-- Begin EXCERPTED RECORDS --

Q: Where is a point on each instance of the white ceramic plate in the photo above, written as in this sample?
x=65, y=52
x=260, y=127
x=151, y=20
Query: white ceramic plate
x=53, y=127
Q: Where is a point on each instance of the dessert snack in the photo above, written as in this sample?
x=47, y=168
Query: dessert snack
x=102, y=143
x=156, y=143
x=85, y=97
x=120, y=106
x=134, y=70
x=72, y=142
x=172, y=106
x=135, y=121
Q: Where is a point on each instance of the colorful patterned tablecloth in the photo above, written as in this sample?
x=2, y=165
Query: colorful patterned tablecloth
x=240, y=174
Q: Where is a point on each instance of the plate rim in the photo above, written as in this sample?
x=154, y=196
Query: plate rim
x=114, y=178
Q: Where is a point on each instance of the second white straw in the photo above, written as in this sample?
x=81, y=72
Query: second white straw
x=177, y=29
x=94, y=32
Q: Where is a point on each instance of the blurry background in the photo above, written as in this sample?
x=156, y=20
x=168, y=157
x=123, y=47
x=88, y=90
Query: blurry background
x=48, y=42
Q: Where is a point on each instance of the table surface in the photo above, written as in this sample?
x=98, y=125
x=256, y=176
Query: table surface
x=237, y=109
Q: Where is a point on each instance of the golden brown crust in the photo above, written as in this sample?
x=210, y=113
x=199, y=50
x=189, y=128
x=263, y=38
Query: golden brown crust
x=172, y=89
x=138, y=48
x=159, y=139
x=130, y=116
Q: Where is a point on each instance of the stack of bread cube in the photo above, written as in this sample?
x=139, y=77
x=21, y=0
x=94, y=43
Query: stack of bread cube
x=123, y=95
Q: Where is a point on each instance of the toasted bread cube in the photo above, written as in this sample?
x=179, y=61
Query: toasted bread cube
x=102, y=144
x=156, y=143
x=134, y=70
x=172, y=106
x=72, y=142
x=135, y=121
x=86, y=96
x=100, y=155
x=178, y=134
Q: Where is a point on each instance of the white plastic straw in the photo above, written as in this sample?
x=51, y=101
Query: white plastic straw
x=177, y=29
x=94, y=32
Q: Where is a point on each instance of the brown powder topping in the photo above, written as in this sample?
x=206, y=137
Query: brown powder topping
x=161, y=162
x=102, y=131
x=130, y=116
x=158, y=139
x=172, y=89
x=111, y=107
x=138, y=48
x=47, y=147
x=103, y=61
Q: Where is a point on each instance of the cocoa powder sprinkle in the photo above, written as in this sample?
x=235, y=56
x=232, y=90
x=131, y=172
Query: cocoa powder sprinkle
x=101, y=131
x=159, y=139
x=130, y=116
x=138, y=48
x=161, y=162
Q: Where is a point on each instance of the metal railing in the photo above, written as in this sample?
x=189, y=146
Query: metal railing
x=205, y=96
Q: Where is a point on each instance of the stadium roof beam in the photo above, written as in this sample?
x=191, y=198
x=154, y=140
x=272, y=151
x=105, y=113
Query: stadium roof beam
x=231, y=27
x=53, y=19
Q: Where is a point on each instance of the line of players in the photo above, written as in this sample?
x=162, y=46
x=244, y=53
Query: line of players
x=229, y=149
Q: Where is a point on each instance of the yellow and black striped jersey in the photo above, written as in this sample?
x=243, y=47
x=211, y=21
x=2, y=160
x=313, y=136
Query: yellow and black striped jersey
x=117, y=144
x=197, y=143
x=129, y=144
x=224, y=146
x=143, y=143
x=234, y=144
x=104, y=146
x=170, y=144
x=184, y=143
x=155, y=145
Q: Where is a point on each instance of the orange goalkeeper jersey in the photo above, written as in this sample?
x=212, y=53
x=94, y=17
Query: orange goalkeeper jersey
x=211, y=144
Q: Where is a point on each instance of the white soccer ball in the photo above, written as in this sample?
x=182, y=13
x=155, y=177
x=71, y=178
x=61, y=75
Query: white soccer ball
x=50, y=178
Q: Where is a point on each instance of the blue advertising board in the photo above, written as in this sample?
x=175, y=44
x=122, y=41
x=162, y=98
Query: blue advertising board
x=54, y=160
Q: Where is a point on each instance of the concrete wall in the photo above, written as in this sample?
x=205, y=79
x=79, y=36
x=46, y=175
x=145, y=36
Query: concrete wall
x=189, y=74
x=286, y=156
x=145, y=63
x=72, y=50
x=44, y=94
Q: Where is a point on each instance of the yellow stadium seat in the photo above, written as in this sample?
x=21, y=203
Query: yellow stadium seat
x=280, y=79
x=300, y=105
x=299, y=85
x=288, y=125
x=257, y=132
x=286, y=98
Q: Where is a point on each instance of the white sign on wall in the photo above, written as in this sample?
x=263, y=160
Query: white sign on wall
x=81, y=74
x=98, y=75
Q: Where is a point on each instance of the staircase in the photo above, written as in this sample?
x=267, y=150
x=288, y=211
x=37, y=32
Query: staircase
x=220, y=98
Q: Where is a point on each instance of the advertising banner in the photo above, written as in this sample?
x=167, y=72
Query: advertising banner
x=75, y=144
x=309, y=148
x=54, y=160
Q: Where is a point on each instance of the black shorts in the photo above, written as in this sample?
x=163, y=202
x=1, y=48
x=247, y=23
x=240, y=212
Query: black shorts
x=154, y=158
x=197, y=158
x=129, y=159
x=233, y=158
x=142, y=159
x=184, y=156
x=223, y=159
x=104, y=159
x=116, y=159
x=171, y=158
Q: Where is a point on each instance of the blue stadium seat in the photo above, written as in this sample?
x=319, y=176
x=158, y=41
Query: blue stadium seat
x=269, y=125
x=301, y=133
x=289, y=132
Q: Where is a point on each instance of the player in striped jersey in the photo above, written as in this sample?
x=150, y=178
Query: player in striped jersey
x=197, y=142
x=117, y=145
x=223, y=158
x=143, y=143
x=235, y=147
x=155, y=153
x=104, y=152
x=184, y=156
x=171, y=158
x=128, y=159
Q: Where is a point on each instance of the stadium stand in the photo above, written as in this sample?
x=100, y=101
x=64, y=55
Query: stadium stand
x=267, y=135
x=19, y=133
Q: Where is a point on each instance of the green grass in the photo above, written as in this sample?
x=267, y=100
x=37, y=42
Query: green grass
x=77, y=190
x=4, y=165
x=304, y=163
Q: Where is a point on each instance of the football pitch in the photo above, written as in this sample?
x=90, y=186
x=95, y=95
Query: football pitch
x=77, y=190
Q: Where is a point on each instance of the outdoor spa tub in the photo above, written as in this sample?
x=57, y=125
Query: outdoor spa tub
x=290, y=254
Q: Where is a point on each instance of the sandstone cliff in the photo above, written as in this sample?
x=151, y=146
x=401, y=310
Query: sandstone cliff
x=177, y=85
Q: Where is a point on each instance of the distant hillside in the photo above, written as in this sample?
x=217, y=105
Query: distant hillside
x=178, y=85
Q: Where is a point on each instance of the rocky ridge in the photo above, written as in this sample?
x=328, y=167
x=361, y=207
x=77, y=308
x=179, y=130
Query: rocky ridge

-- End EXCERPTED RECORDS --

■ YOUR INSTRUCTIONS ■
Recast every line above as a numbered list, skipping any blank lines.

■ SOLUTION FOR THIS PROBLEM ■
1. Q: Where is a point on each instance of the white ceramic plate in the photo above, written as in this sample?
2. x=65, y=52
3. x=260, y=127
4. x=151, y=20
5. Query: white ceramic plate
6. x=53, y=127
7. Q: Where is a point on each instance of the dessert snack in the photo above, written as in this sample?
8. x=47, y=168
9. Query: dessert snack
10. x=102, y=143
11. x=156, y=143
12. x=85, y=97
13. x=120, y=106
14. x=134, y=70
15. x=72, y=142
16. x=172, y=106
17. x=135, y=121
18. Q: Where is a point on each instance of the colorful patterned tablecloth in the photo above, written as in this sample?
19. x=2, y=165
20. Query: colorful patterned tablecloth
21. x=240, y=174
22. Q: Where is a point on each instance of the plate rim in the photo above, written as in this sample?
23. x=154, y=196
24. Query: plate rim
25. x=114, y=178
26. Q: Where is a point on each instance of the second white straw in the photo above, written as in this sample?
27. x=81, y=72
28. Query: second white straw
29. x=177, y=29
30. x=94, y=32
31. Q: Where is a point on each instance of the blurry background in the photo above, written as in this sample?
32. x=156, y=20
33. x=168, y=157
34. x=123, y=47
35. x=88, y=90
36. Query: blurry background
37. x=48, y=42
38. Q: Where is a point on each instance of the table surface in the photo above, written as in this sample?
39. x=98, y=125
40. x=256, y=176
41. Query: table surface
42. x=237, y=109
43. Q: Where is a point on each instance of the golden brown crust in the photo above, written as in this sample?
44. x=210, y=113
45. x=199, y=50
46. x=189, y=128
47. x=263, y=38
48. Query: golden brown crust
49. x=172, y=89
50. x=138, y=48
51. x=159, y=139
52. x=130, y=116
53. Q: Where is a point on each instance of the stack of bread cube in the photo above, written as in this sample?
54. x=139, y=77
55. x=21, y=0
56. x=94, y=43
57. Query: stack of bread cube
58. x=123, y=95
59. Q: Where is a point on each instance of the toasted bread cube in the photo above, written as in this sample?
60. x=179, y=61
61. Query: toasted bread cube
62. x=102, y=144
63. x=156, y=143
64. x=134, y=70
65. x=172, y=106
66. x=72, y=142
67. x=135, y=121
68. x=86, y=96
69. x=100, y=155
70. x=178, y=134
71. Q: Where is a point on each instance of the white plastic straw in the photo above, written as in this sample?
72. x=51, y=101
73. Query: white plastic straw
74. x=177, y=29
75. x=94, y=32
76. Q: Where is a point on each instance of the brown powder topping in the photo above, written as in this sample?
77. x=206, y=137
78. Query: brown powder topping
79. x=161, y=162
80. x=102, y=131
81. x=130, y=116
82. x=158, y=139
83. x=172, y=89
84. x=111, y=107
85. x=138, y=48
86. x=47, y=147
87. x=103, y=61
88. Q: Where is a point on each instance of the cocoa powder sprinkle in the photo above, written as in this sample?
89. x=235, y=56
90. x=232, y=90
91. x=131, y=172
92. Query: cocoa powder sprinkle
93. x=101, y=131
94. x=159, y=139
95. x=130, y=116
96. x=138, y=48
97. x=161, y=162
98. Q: Where is a point on each instance of the metal railing in the photo above, written as in this sample?
99. x=189, y=146
100. Query: metal railing
101. x=205, y=96
102. Q: Where is a point on each instance of the stadium roof beam in the photo above, written as in this sample?
103. x=191, y=198
104. x=154, y=140
105. x=272, y=151
106. x=105, y=113
107. Query: stadium roof beam
108. x=231, y=27
109. x=53, y=19
110. Q: Where is a point on each instance of the line of players in the photo above, written as in this sample?
111. x=162, y=46
112. x=244, y=53
113. Query: line of players
114. x=229, y=149
115. Q: Where is a point on each instance of the yellow and black striped jersey in the photo above, written as in this sample?
116. x=243, y=47
117. x=211, y=21
118. x=2, y=160
119. x=313, y=136
120. Query: yellow and black striped jersey
121. x=117, y=144
122. x=197, y=143
123. x=129, y=144
124. x=224, y=146
125. x=143, y=143
126. x=234, y=144
127. x=104, y=146
128. x=170, y=144
129. x=184, y=143
130. x=155, y=145
131. Q: Where is a point on each instance of the orange goalkeeper jersey in the photo above, written as in this sample?
132. x=212, y=53
133. x=94, y=17
134. Query: orange goalkeeper jersey
135. x=211, y=144
136. Q: Where is a point on each instance of the white soccer ball in the photo above, written as in this sample?
137. x=182, y=13
138. x=155, y=177
139. x=71, y=178
140. x=61, y=75
141. Query: white soccer ball
142. x=50, y=178
143. Q: Where is a point on each instance of the blue advertising board in the photo above, written as in this sample?
144. x=175, y=44
145. x=122, y=41
146. x=162, y=98
147. Query: blue advertising board
148. x=54, y=160
149. Q: Where is a point on each instance of the concrete wall in the photo above, written as in this sample?
150. x=205, y=79
151. x=79, y=36
152. x=46, y=175
153. x=145, y=36
154. Query: concrete wall
155. x=189, y=74
156. x=286, y=156
157. x=145, y=63
158. x=72, y=50
159. x=44, y=94
160. Q: Where is a point on each instance of the yellow stadium seat in the photo above, written as in this sample?
161. x=21, y=203
162. Query: yellow stadium seat
163. x=280, y=79
164. x=300, y=105
165. x=299, y=85
166. x=288, y=125
167. x=257, y=132
168. x=286, y=98
169. Q: Where is a point on each instance of the white sign on wall in the photo above, written as in this sample?
170. x=263, y=160
171. Query: white sign on wall
172. x=81, y=74
173. x=98, y=75
174. Q: Where is a point on each instance of the staircase in the photo above, written as in this sample?
175. x=267, y=150
176. x=288, y=211
177. x=37, y=32
178. Query: staircase
179. x=220, y=98
180. Q: Where is a point on each instance of the advertising banner in the photo above, written as in this sample?
181. x=167, y=72
182. Query: advertising banner
183. x=75, y=144
184. x=309, y=148
185. x=54, y=160
186. Q: Where is a point on each instance of the black shorts in the photo above, written as in this sample?
187. x=163, y=202
188. x=1, y=48
189. x=247, y=23
190. x=240, y=212
191. Query: black shorts
192. x=154, y=158
193. x=197, y=158
194. x=129, y=159
195. x=233, y=158
196. x=142, y=159
197. x=184, y=156
198. x=223, y=159
199. x=104, y=159
200. x=116, y=159
201. x=171, y=158
202. Q: Where is a point on each instance of the blue stadium seat in the photo above, written as in this sample?
203. x=319, y=176
204. x=158, y=41
205. Query: blue stadium seat
206. x=269, y=125
207. x=301, y=133
208. x=289, y=132
209. Q: Where is a point on each instance of the player in striped jersey in the photo above, written as in this sample?
210. x=150, y=178
211. Query: player in striped jersey
212. x=197, y=142
213. x=117, y=145
214. x=223, y=158
215. x=143, y=143
216. x=235, y=147
217. x=155, y=153
218. x=104, y=152
219. x=184, y=156
220. x=171, y=158
221. x=128, y=159
222. Q: Where is a point on each instance of the stadium stand in the photo above, written as in this sample?
223. x=100, y=101
224. x=64, y=55
225. Query: stadium stand
226. x=267, y=135
227. x=19, y=133
228. Q: Where is a point on each instance of the green grass in the photo above, written as in this sample?
229. x=267, y=100
230. x=37, y=42
231. Query: green grass
232. x=77, y=190
233. x=4, y=165
234. x=304, y=163
235. Q: Where is a point on each instance of the football pitch in the photo above, written as in this sample?
236. x=90, y=186
237. x=95, y=95
238. Query: football pitch
239. x=77, y=190
240. Q: Where is a point on each instance of the outdoor spa tub in the photo above, written as in this sample?
241. x=57, y=125
242. Query: outdoor spa tub
243. x=290, y=254
244. Q: Where is a point on each instance of the sandstone cliff in the photo above, written as in this sample?
245. x=151, y=146
246. x=401, y=310
247. Query: sandstone cliff
248. x=177, y=85
249. Q: Where is a point on each instance of the distant hillside in the photo above, written as in this sample?
250. x=217, y=105
251. Query: distant hillside
252. x=178, y=85
253. Q: Where is a point on each instance of the rocky ridge in the photo above, written as in this sample?
254. x=328, y=167
255. x=361, y=207
256. x=77, y=308
257. x=179, y=130
258. Query: rocky ridge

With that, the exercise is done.